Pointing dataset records
═══

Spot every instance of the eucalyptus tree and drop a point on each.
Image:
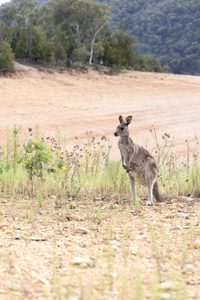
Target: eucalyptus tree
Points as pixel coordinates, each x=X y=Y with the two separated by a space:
x=27 y=17
x=82 y=20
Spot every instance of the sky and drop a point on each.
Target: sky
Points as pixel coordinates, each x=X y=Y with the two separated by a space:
x=4 y=1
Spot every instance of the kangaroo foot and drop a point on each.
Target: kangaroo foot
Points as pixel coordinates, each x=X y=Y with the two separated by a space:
x=147 y=202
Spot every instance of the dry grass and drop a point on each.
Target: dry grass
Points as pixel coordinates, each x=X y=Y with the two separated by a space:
x=94 y=249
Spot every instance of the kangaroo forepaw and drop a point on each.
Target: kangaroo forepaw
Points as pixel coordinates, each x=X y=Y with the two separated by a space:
x=148 y=202
x=128 y=169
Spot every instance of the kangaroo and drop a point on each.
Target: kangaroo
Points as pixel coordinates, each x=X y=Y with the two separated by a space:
x=137 y=162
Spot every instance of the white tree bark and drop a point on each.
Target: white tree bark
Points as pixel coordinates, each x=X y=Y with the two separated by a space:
x=93 y=40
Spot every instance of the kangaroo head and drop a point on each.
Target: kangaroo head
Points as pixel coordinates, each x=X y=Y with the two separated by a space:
x=123 y=129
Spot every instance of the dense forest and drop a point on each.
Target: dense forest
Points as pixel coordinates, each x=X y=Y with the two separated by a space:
x=63 y=32
x=167 y=29
x=139 y=34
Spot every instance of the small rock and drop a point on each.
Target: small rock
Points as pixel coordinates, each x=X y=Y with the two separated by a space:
x=188 y=269
x=81 y=261
x=196 y=244
x=164 y=296
x=73 y=206
x=170 y=215
x=82 y=230
x=133 y=250
x=115 y=243
x=141 y=237
x=166 y=285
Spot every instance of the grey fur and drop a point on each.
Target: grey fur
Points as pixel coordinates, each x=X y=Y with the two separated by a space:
x=137 y=162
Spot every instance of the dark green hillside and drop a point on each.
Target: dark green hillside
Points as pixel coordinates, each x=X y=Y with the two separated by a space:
x=168 y=29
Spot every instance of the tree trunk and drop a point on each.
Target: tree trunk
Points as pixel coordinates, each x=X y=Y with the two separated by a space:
x=93 y=40
x=25 y=30
x=1 y=35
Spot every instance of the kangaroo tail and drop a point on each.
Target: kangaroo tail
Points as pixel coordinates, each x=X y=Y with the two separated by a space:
x=157 y=193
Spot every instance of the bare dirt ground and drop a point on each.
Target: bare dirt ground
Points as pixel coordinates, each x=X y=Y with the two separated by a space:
x=78 y=103
x=90 y=248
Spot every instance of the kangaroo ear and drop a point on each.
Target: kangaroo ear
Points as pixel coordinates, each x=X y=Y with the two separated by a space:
x=128 y=120
x=121 y=120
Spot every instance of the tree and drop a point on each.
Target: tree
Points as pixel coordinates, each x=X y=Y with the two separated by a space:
x=119 y=50
x=27 y=13
x=6 y=57
x=82 y=20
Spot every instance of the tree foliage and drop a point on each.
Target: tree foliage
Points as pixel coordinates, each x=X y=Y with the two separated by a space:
x=63 y=31
x=6 y=57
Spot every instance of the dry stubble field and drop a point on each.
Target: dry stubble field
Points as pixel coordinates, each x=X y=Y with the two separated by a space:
x=92 y=248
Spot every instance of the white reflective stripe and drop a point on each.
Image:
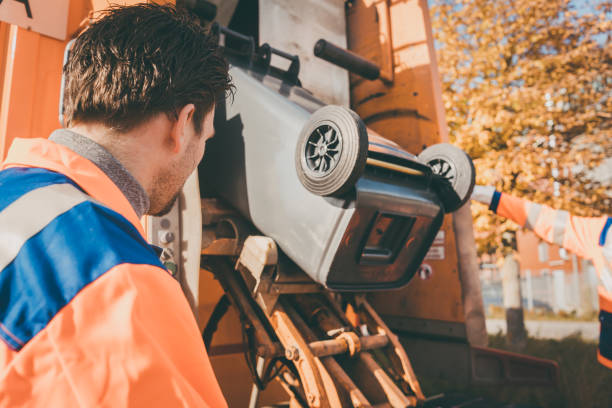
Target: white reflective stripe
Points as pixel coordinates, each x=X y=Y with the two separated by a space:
x=30 y=213
x=561 y=219
x=532 y=215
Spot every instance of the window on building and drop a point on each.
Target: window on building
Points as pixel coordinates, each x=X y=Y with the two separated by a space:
x=543 y=252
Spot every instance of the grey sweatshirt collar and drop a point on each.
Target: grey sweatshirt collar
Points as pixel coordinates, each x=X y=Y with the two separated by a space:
x=98 y=155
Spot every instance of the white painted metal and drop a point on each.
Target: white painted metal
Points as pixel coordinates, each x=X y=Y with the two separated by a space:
x=294 y=27
x=42 y=16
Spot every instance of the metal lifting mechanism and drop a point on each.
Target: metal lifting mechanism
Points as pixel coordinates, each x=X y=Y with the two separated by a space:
x=300 y=199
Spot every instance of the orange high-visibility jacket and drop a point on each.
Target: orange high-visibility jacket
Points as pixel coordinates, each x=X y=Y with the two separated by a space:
x=88 y=315
x=587 y=237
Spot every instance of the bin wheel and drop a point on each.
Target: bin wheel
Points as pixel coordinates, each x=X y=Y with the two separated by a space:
x=331 y=151
x=455 y=172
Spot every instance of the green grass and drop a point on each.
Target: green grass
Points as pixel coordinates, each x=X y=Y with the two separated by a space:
x=583 y=382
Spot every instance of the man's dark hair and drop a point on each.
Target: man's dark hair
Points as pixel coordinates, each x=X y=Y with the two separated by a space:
x=139 y=61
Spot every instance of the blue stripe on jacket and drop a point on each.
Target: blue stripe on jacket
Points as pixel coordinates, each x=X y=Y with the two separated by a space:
x=605 y=335
x=17 y=181
x=72 y=251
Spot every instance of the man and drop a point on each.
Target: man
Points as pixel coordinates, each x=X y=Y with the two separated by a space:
x=88 y=314
x=587 y=237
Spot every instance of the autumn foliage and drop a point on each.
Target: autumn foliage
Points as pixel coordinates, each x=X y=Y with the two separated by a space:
x=527 y=87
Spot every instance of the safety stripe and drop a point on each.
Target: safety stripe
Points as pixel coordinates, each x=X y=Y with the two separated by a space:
x=604 y=232
x=495 y=201
x=25 y=217
x=532 y=215
x=560 y=223
x=54 y=265
x=17 y=181
x=605 y=334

═══

- **What the task requires**
Write out each line of the data exactly; the images should be left out.

- **Response**
Spot every instance of the eucalyptus tree and drop a point on each.
Image:
Target: eucalyptus tree
Points as pixel coordinates, each x=X y=Y with the two separated by a space:
x=27 y=17
x=82 y=20
Spot every instance of the sky and drop a point on each.
Target: sky
Points as pixel coordinates, each x=X y=Y with the two separated by a space:
x=4 y=1
Spot every instance of the kangaroo foot and drop a point on each.
Target: kangaroo foot
Points as pixel coordinates, each x=X y=Y with the two separated by a space:
x=147 y=202
Spot every instance of the dry grass and drop a point on each.
Target: dry grass
Points as pixel coordinates, each x=X y=Y with the two separated by a space:
x=94 y=249
Spot every instance of the kangaroo forepaw and drop a point on each.
Target: kangaroo forepaw
Points as pixel coordinates, each x=X y=Y with the two separated by a space:
x=148 y=202
x=128 y=169
Spot every instance of the kangaroo and drop a point on each.
Target: kangaroo
Points as pixel coordinates, each x=X y=Y with the two separated by a space:
x=137 y=162
Spot every instance of the white tree bark and drop a point on each.
Target: white tree bark
Points as pixel coordinates, each x=X y=Y with the two separated by a space:
x=93 y=40
Spot every instance of the kangaroo head and drop a point on each.
Target: kangaroo head
Points as pixel coordinates, each x=X y=Y with the two separated by a space:
x=123 y=129
Spot every instance of the dense forest and drop a point on each.
Target: dense forest
Points as pixel coordinates, each x=X y=Y with the two separated by a space:
x=63 y=32
x=167 y=29
x=139 y=34
Spot every instance of the small rock and drop a point on each.
Target: small rock
Points as pixel coordinates, each x=X y=Y with the two separated by a space:
x=188 y=269
x=81 y=261
x=196 y=244
x=164 y=296
x=73 y=206
x=170 y=215
x=82 y=230
x=133 y=250
x=115 y=243
x=141 y=237
x=166 y=285
Spot every instance of the grey fur and drop a point on each.
Target: grey fur
Points as pixel coordinates, each x=X y=Y with the two separated by a space:
x=137 y=162
Spot every instance of the dark green hillside and drop a point on each.
Target: dark green hillside
Points as pixel coordinates, each x=X y=Y with the two separated by a space:
x=168 y=29
Spot every instance of the tree trunk and drop a point on each.
Target: tree trunk
Points as pixel coordinates, each x=X y=Y with the two separated by a space:
x=93 y=40
x=25 y=30
x=1 y=35
Spot every instance of the kangaroo tail and drop a point on each.
Target: kangaroo tail
Points as pixel coordinates, each x=X y=Y with the two separated by a space:
x=157 y=193
Spot every instance of the bare dirt ground and drop a point on each.
Target: bare dirt ground
Points as pixel coordinates, each x=X y=Y with the two separated by a space:
x=78 y=103
x=90 y=248
Spot every instance of the kangaroo ear and drop a point on each.
Target: kangaroo ear
Points as pixel coordinates, each x=X y=Y with the two separated by a space:
x=128 y=120
x=121 y=120
Spot every instance of the tree and drop a point on each.
Target: tree
Points as pixel coordinates, each x=X y=Y with the two separated by a space:
x=119 y=50
x=27 y=13
x=6 y=57
x=82 y=20
Spot every instance of the tree foliage and drop a point on each.
Target: tree foliage
Points as pixel coordinates, each x=X y=Y with the two separated by a space:
x=63 y=31
x=6 y=57
Spot every instance of the dry stubble field and drop a point on each.
Target: dry stubble field
Points as pixel coordinates, each x=X y=Y with the two separated by a space:
x=92 y=248
Spot every instance of the white reflective stripe and drop a point on each.
Image:
Target: white reflective stripe
Points as pixel coordinates, each x=X y=Y with the two separated by a space:
x=30 y=213
x=561 y=219
x=532 y=215
Spot every instance of the window on building and drop a point on each.
Target: window on building
Points as pixel coordinates, each x=X y=Y with the two separated by a space:
x=543 y=252
Spot every instance of the grey sweatshirt collar and drop a point on each.
Target: grey sweatshirt collar
Points as pixel coordinates, each x=X y=Y with the two separated by a space:
x=98 y=155
Spot every instance of the white painted metal and drop a point on each.
Target: white painted metal
Points as pixel coordinates, each x=X y=Y with the two separated by a space:
x=294 y=27
x=42 y=16
Spot every instance of the metal lifting mechanism and drop a point on each.
Target: metal lifting mechanism
Points as pixel coordinates, each x=X y=Y with the two separated by a space:
x=300 y=199
Spot every instance of the orange high-visibility jacket and drop a point on each.
Target: orange high-visibility jacket
Points as pixel coordinates, each x=X y=Y with the two separated by a space:
x=88 y=315
x=587 y=237
Spot every instance of the bin wheel and drop a point on each.
Target: bin wheel
Points as pixel coordinates, each x=X y=Y with the two separated by a space:
x=331 y=151
x=455 y=172
Spot every instance of the green grass and drop a point on each.
Target: green grass
Points as pixel coordinates, each x=X y=Y with the two separated by a space:
x=583 y=382
Spot every instance of the man's dark hair and drop a point on each.
Target: man's dark hair
Points as pixel coordinates, each x=X y=Y with the two separated by a space:
x=139 y=61
Spot every instance of the blue stripe on jacket and drop a point on each.
Target: blue stripe on jacket
Points as pixel coordinates, each x=X y=Y with the two separated by a space:
x=605 y=335
x=17 y=181
x=72 y=251
Spot every instance of the man and drop a point on each.
Target: man
Points as pixel coordinates, each x=X y=Y with the two separated by a space:
x=88 y=314
x=587 y=237
Spot every instance of the autumn foliage and drop a point on each.
Target: autumn foliage
Points as pixel coordinates, each x=X y=Y with the two separated by a space:
x=527 y=87
Spot every instance of the safety stripe and drop a point on each.
Target: safety stripe
Points as pixel coordinates, each x=X y=Y with the two separated by a space:
x=604 y=232
x=495 y=201
x=25 y=217
x=532 y=215
x=560 y=223
x=54 y=265
x=17 y=181
x=605 y=334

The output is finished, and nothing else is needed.